[Material]
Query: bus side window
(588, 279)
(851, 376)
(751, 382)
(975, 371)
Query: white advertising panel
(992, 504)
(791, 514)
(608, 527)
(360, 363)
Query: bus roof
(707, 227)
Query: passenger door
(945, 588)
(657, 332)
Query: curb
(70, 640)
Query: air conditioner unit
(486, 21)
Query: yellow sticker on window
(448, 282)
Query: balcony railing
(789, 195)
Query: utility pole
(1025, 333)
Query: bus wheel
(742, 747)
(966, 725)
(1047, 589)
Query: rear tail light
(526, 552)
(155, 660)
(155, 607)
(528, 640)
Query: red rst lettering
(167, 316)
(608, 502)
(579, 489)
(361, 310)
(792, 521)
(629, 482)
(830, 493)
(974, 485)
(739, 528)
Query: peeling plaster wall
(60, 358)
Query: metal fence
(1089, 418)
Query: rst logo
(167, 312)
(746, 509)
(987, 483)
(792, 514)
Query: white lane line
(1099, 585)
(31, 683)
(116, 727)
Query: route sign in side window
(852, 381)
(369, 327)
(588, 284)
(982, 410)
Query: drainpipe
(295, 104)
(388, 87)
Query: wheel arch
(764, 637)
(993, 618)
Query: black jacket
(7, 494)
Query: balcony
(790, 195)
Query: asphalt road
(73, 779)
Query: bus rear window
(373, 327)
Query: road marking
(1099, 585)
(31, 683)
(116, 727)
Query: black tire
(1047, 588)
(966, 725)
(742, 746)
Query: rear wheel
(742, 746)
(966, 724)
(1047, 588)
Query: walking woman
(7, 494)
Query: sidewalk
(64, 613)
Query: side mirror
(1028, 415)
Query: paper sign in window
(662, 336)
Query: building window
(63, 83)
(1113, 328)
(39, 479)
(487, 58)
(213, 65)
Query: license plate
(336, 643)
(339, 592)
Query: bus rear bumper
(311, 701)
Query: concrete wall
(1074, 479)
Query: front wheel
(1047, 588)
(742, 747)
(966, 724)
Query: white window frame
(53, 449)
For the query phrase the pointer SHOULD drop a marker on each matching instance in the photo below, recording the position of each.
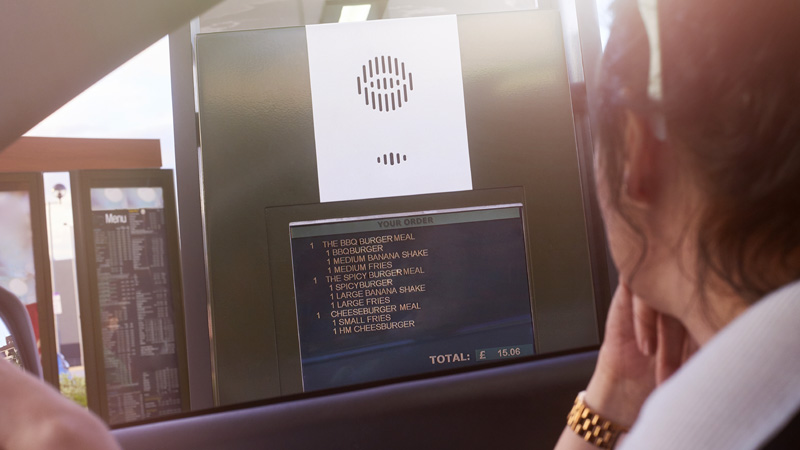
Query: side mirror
(17, 342)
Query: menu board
(140, 357)
(386, 296)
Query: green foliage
(74, 389)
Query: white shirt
(739, 390)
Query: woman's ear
(641, 174)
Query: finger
(672, 338)
(644, 326)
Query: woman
(698, 173)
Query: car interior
(317, 269)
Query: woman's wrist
(617, 400)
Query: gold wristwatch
(592, 427)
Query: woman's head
(719, 194)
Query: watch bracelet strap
(592, 427)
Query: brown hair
(731, 83)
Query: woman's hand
(642, 349)
(36, 416)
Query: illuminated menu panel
(386, 296)
(140, 356)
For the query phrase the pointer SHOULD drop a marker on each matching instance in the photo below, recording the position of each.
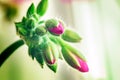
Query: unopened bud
(54, 26)
(53, 67)
(40, 30)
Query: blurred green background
(98, 23)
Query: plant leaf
(31, 10)
(42, 7)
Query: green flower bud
(40, 30)
(54, 26)
(50, 52)
(20, 29)
(71, 36)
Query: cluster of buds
(48, 41)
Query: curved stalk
(8, 51)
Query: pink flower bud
(83, 66)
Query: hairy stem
(8, 51)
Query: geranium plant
(47, 40)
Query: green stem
(8, 51)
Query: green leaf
(31, 10)
(42, 7)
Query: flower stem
(8, 51)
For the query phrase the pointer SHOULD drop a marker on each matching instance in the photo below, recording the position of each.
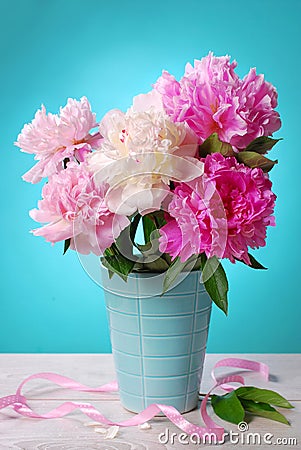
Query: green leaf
(228, 407)
(173, 272)
(114, 261)
(263, 396)
(215, 281)
(66, 245)
(213, 145)
(253, 159)
(254, 263)
(263, 410)
(262, 144)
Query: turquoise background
(111, 51)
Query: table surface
(17, 432)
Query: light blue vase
(158, 342)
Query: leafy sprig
(235, 405)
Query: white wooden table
(18, 432)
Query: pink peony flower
(76, 208)
(196, 219)
(53, 138)
(210, 98)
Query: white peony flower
(141, 151)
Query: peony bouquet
(186, 164)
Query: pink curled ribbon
(19, 402)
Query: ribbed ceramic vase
(158, 342)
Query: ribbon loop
(19, 401)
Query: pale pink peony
(248, 203)
(141, 151)
(210, 98)
(75, 208)
(52, 138)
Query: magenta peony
(197, 222)
(76, 209)
(53, 138)
(210, 98)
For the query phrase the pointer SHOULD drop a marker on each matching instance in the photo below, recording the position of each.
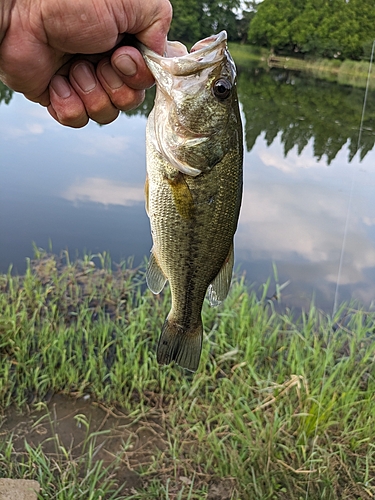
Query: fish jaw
(190, 120)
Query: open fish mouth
(177, 61)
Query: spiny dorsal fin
(147, 194)
(219, 288)
(154, 275)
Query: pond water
(308, 192)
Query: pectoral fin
(219, 288)
(154, 275)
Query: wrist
(5, 10)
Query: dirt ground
(135, 441)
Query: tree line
(197, 19)
(343, 29)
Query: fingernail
(84, 77)
(111, 77)
(61, 86)
(126, 65)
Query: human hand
(59, 53)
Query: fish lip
(191, 62)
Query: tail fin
(183, 347)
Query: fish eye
(222, 88)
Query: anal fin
(219, 288)
(154, 275)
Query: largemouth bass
(193, 187)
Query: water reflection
(83, 189)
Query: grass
(280, 408)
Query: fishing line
(341, 260)
(335, 303)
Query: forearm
(5, 9)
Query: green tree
(326, 28)
(5, 93)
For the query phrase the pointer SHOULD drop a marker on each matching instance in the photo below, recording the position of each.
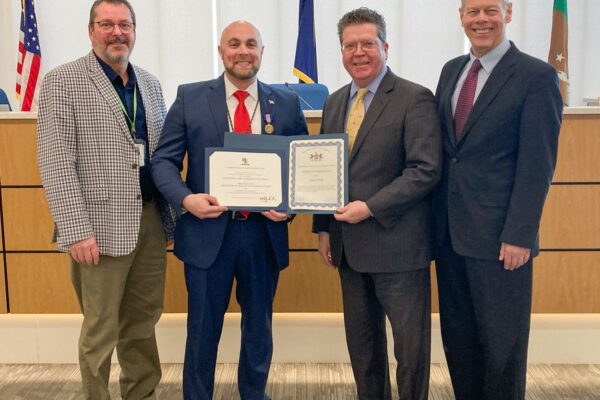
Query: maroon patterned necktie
(464, 105)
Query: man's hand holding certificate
(286, 174)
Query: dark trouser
(121, 299)
(405, 298)
(246, 255)
(485, 312)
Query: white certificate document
(246, 180)
(316, 174)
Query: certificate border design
(339, 145)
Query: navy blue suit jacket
(197, 120)
(495, 179)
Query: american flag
(29, 59)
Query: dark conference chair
(4, 104)
(312, 95)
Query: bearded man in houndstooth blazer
(99, 122)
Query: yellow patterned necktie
(356, 115)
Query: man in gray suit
(99, 121)
(380, 240)
(500, 112)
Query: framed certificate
(311, 172)
(246, 179)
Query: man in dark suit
(217, 245)
(381, 239)
(501, 112)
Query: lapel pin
(269, 126)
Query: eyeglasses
(108, 26)
(367, 45)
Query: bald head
(241, 50)
(238, 29)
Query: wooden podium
(35, 278)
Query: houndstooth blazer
(87, 159)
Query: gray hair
(362, 15)
(117, 2)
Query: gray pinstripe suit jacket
(393, 167)
(87, 159)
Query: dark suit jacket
(197, 120)
(393, 167)
(496, 178)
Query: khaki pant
(121, 299)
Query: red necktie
(464, 105)
(241, 122)
(241, 118)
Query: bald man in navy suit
(215, 244)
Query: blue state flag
(305, 64)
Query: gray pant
(121, 299)
(405, 298)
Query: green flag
(559, 47)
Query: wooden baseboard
(298, 337)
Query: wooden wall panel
(18, 154)
(566, 282)
(27, 221)
(578, 150)
(300, 235)
(40, 283)
(571, 218)
(175, 290)
(308, 286)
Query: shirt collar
(371, 86)
(489, 61)
(230, 89)
(112, 75)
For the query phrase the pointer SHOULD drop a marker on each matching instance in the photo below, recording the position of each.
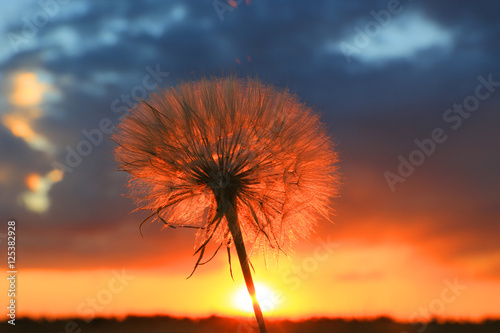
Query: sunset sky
(409, 90)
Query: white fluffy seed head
(192, 148)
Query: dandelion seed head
(192, 149)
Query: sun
(267, 298)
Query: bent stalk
(234, 227)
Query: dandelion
(248, 165)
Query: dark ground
(221, 325)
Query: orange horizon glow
(340, 287)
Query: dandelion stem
(234, 227)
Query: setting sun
(267, 298)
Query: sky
(409, 90)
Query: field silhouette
(165, 324)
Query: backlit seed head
(191, 150)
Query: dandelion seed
(246, 164)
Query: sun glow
(266, 297)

[The task] Starting at the line with "Query: yellow patterned necktie" and running through the end of the listing, rewrite those lines with "framed certificate" changed to "framed diploma" and everything else kept the same. Omit the pictures from your answer.

[Task response]
Query: yellow patterned necktie
(356, 115)
Query: man in gray suit
(99, 121)
(380, 240)
(500, 112)
Query: framed diploma
(311, 172)
(246, 179)
Query: man in dark suit
(217, 245)
(381, 239)
(501, 112)
Query: lapel pin
(269, 126)
Query: eyeglasses
(108, 26)
(367, 45)
Query: bald head
(241, 50)
(238, 29)
Query: wooden podium
(35, 278)
Query: houndstooth blazer
(87, 159)
Query: gray hair
(362, 15)
(117, 2)
Query: gray pinstripe suit jacket
(393, 167)
(87, 159)
Query: dark suit jacket
(197, 120)
(393, 167)
(496, 178)
Query: khaki pant
(121, 299)
Query: red necktie
(464, 105)
(241, 122)
(241, 118)
Query: bald man in navy suit
(215, 244)
Query: blue state flag
(305, 64)
Query: gray pant
(121, 299)
(405, 298)
Query: green flag
(559, 47)
Query: wooden baseboard
(298, 337)
Query: wooden wall panel
(18, 154)
(566, 282)
(27, 221)
(578, 150)
(300, 235)
(40, 283)
(571, 218)
(175, 290)
(308, 286)
Query: shirt collar
(371, 86)
(489, 61)
(230, 89)
(112, 75)
For the query phrase the pointer SHOULD drop a marker on each matching instance in the photo below, recording the position of each.
Query: sunset sky
(409, 90)
Query: white fluffy seed head
(192, 148)
Query: dandelion seed head
(192, 149)
Query: sun
(267, 298)
Query: bent stalk
(234, 227)
Query: dandelion
(248, 165)
Query: dark ground
(221, 325)
Query: orange horizon glow
(340, 287)
Query: dandelion stem
(234, 227)
Query: setting sun
(267, 298)
Query: sky
(409, 90)
Query: field silhouette
(165, 324)
Query: backlit seed head
(191, 150)
Query: dandelion seed
(246, 164)
Query: sun glow
(266, 297)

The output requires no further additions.